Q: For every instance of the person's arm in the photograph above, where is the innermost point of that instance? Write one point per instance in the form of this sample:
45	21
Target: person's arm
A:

---

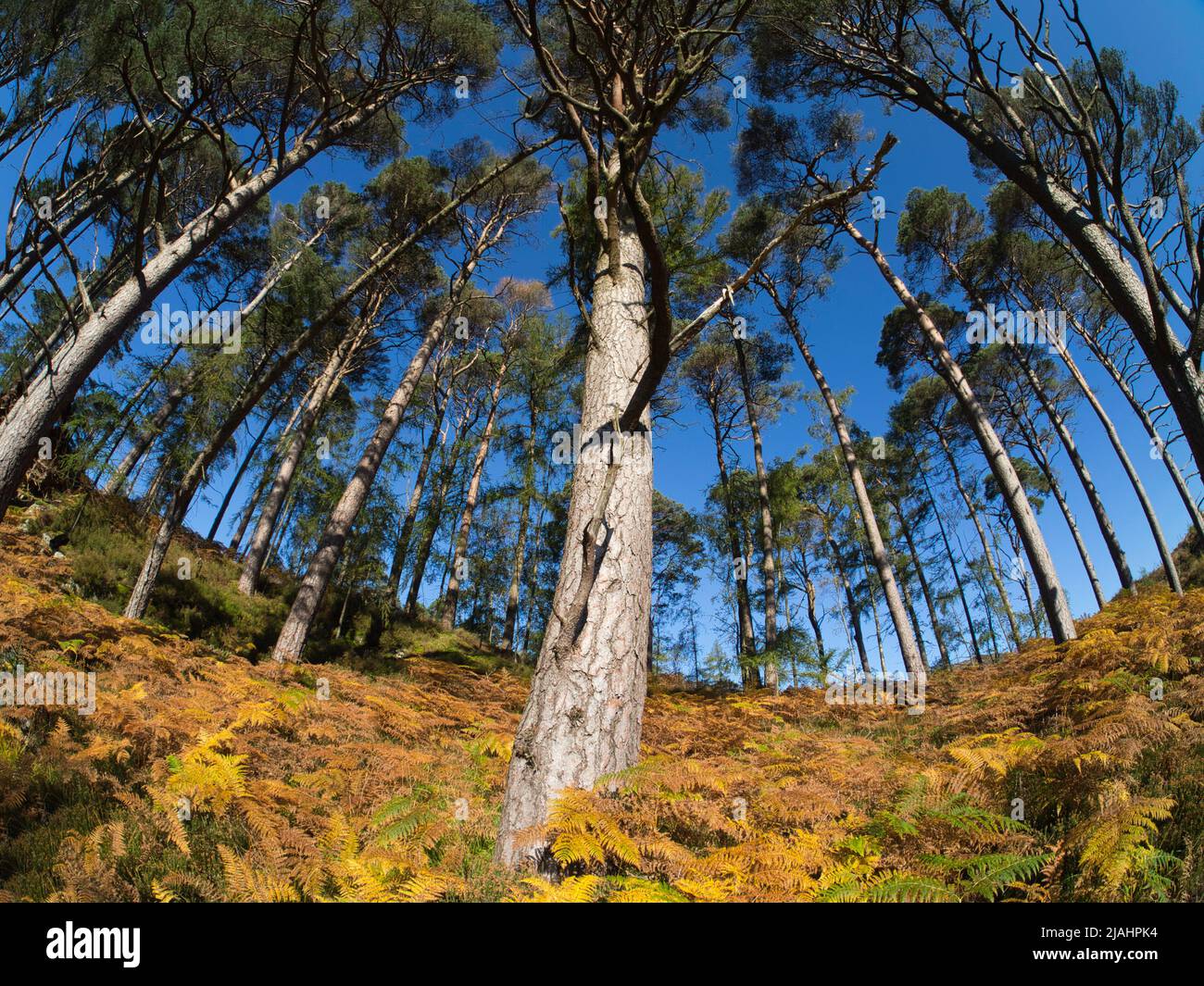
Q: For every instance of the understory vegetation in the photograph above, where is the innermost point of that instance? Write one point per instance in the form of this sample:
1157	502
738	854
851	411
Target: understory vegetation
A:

▶ _TASK_
Pick out each line of the material above that contains the word "every". Treat uppercase and lowercase as different.

▶ _REPLY TO THE TASK_
Q: For every instance of the person's arm in the photograph above, where is the innermost point of that instance? Write one point per instance in the form of this sample:
Q: For every instance of the understory vegetation in the photograph above, where is the innermost point of that instance? Write one point per instance in the form of this sample:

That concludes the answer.